# Task to carry out
Transcribe precisely, and only, the lines beginning at the line containing "Target: protest sign" and ending at the final line of the material below.

# Data provided

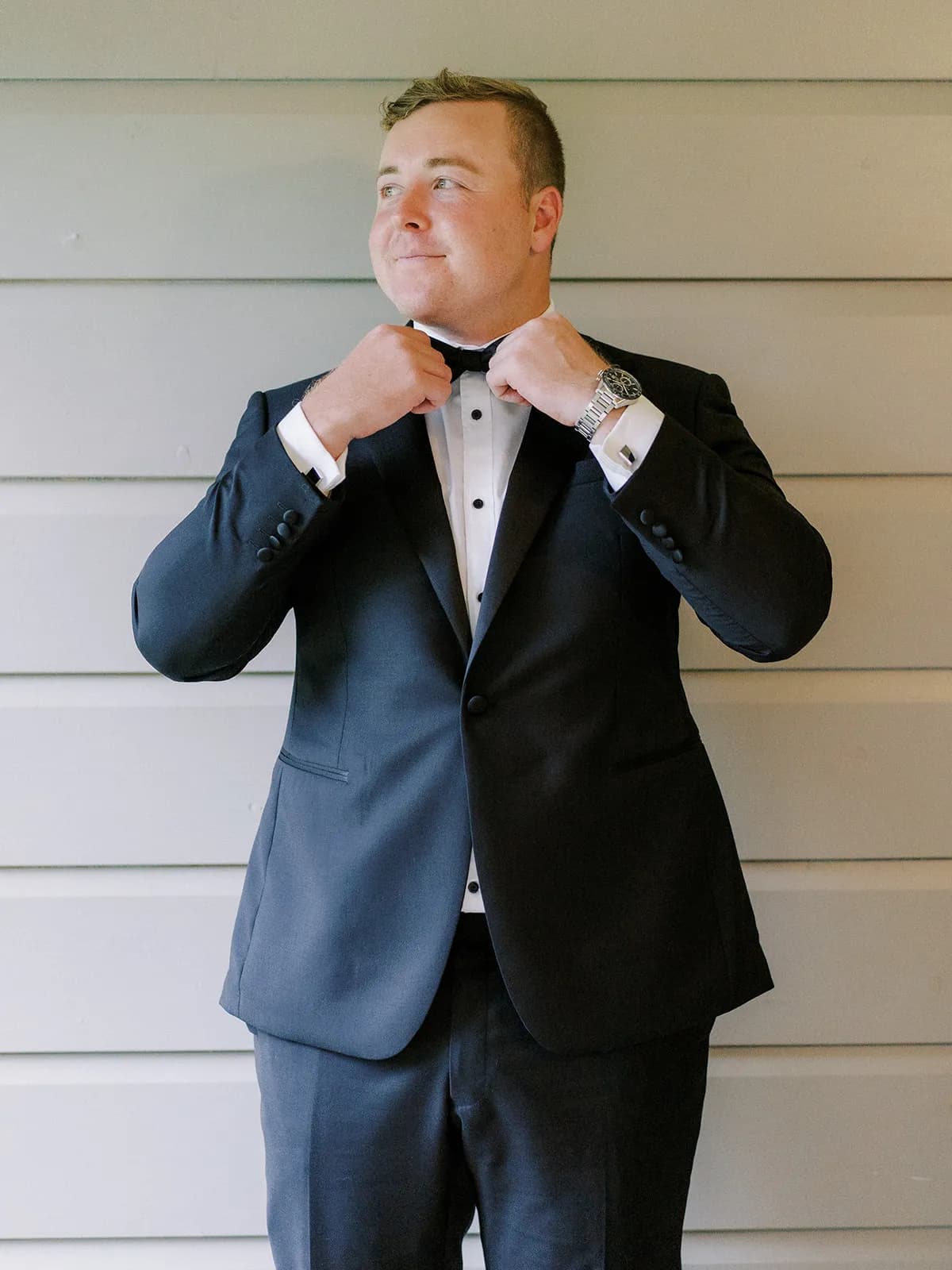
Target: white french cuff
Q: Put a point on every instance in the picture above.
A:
(306, 450)
(621, 448)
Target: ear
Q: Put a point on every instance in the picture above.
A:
(547, 213)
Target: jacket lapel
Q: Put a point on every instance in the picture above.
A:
(543, 464)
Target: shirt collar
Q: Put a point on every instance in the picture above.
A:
(435, 334)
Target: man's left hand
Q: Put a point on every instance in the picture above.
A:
(546, 364)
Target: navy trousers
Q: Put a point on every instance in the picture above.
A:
(573, 1162)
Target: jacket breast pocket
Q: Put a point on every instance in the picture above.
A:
(336, 774)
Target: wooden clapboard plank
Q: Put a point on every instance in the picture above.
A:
(139, 1146)
(132, 959)
(150, 772)
(685, 38)
(74, 550)
(831, 765)
(277, 181)
(831, 378)
(747, 1250)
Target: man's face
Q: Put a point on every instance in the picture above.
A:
(451, 241)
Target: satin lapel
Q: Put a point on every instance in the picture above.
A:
(405, 461)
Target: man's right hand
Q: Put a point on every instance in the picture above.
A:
(393, 370)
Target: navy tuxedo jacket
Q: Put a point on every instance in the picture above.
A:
(558, 740)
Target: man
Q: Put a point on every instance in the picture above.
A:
(494, 903)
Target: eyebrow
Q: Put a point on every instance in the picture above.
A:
(438, 162)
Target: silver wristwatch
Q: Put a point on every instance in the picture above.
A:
(616, 387)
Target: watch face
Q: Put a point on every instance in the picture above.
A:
(621, 383)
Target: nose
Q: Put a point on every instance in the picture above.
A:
(410, 210)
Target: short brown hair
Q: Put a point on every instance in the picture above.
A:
(535, 144)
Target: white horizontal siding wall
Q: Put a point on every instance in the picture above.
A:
(184, 205)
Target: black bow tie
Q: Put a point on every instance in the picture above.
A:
(460, 360)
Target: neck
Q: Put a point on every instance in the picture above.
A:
(478, 334)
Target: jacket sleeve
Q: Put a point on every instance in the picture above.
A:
(213, 592)
(708, 514)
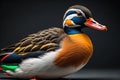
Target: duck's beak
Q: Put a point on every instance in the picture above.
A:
(95, 25)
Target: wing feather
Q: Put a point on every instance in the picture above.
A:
(45, 40)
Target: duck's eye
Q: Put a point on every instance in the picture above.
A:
(79, 14)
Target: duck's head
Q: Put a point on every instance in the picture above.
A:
(78, 17)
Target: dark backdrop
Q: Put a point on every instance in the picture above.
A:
(19, 18)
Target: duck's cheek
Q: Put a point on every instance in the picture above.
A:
(78, 20)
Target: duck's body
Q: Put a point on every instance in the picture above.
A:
(51, 53)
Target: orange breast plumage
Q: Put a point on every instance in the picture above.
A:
(76, 50)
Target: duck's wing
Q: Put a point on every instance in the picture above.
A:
(33, 46)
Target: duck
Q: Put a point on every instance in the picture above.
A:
(54, 52)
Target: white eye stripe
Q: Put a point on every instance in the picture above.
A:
(70, 16)
(76, 10)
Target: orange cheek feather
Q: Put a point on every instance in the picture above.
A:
(76, 50)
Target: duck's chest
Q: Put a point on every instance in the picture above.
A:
(76, 50)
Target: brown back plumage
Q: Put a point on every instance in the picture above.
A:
(45, 40)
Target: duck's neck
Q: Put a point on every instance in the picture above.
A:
(71, 30)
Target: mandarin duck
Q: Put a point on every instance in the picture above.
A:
(53, 52)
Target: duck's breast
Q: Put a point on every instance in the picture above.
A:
(76, 51)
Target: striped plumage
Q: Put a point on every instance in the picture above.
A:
(53, 52)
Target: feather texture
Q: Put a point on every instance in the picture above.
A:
(46, 40)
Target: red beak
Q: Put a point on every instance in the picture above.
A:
(95, 25)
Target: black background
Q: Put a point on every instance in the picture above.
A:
(19, 18)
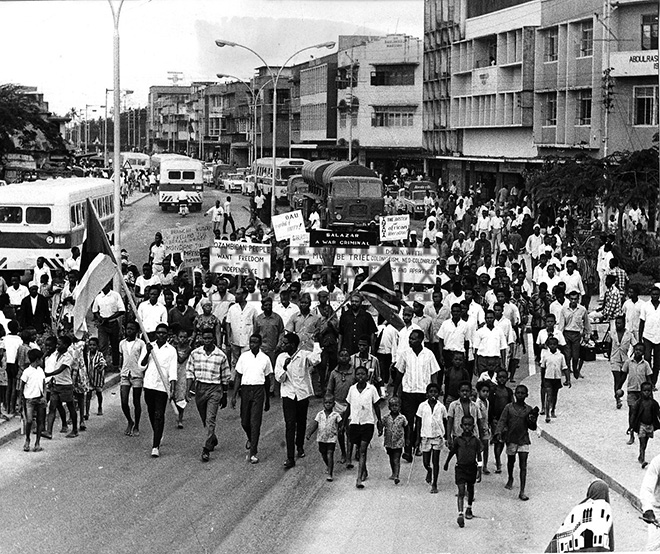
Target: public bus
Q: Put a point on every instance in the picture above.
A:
(135, 160)
(262, 169)
(47, 218)
(176, 172)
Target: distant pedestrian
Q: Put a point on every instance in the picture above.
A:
(327, 422)
(467, 449)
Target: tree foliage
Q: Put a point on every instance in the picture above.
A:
(23, 125)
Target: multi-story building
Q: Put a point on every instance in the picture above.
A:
(531, 78)
(379, 101)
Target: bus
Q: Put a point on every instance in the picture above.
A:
(175, 172)
(47, 218)
(262, 169)
(135, 160)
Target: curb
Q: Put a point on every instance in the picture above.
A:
(591, 468)
(110, 381)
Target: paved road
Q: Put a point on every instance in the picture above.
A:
(103, 493)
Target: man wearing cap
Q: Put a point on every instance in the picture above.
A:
(34, 310)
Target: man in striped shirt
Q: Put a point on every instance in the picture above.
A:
(209, 368)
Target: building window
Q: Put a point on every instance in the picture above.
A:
(586, 38)
(584, 107)
(650, 32)
(551, 110)
(645, 105)
(393, 75)
(550, 45)
(393, 116)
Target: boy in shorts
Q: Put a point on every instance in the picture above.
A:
(395, 427)
(467, 449)
(513, 428)
(32, 385)
(431, 429)
(131, 351)
(646, 419)
(638, 371)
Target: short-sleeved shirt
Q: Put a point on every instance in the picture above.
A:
(362, 404)
(638, 373)
(433, 419)
(253, 369)
(394, 429)
(33, 377)
(328, 426)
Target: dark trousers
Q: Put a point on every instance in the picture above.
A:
(650, 349)
(156, 402)
(109, 342)
(295, 422)
(573, 341)
(385, 361)
(207, 399)
(252, 411)
(228, 218)
(410, 401)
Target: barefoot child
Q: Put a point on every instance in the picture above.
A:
(431, 429)
(483, 392)
(362, 413)
(622, 341)
(33, 388)
(327, 422)
(467, 449)
(95, 362)
(637, 371)
(553, 366)
(646, 419)
(513, 427)
(395, 426)
(131, 351)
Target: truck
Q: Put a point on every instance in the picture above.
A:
(348, 194)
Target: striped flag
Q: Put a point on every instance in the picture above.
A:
(379, 290)
(97, 266)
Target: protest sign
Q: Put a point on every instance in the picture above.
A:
(288, 224)
(394, 227)
(240, 258)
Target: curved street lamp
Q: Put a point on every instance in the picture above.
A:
(275, 78)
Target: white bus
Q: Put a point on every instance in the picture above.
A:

# Answer below
Target: protest sign
Q: Put a point on every instance in the picture above.
A:
(288, 224)
(394, 227)
(240, 258)
Target: curved street lamp
Q: Put a point on every instance in the picture above.
A:
(275, 78)
Target: white bus
Q: Put a point on every instance in the picture above.
A:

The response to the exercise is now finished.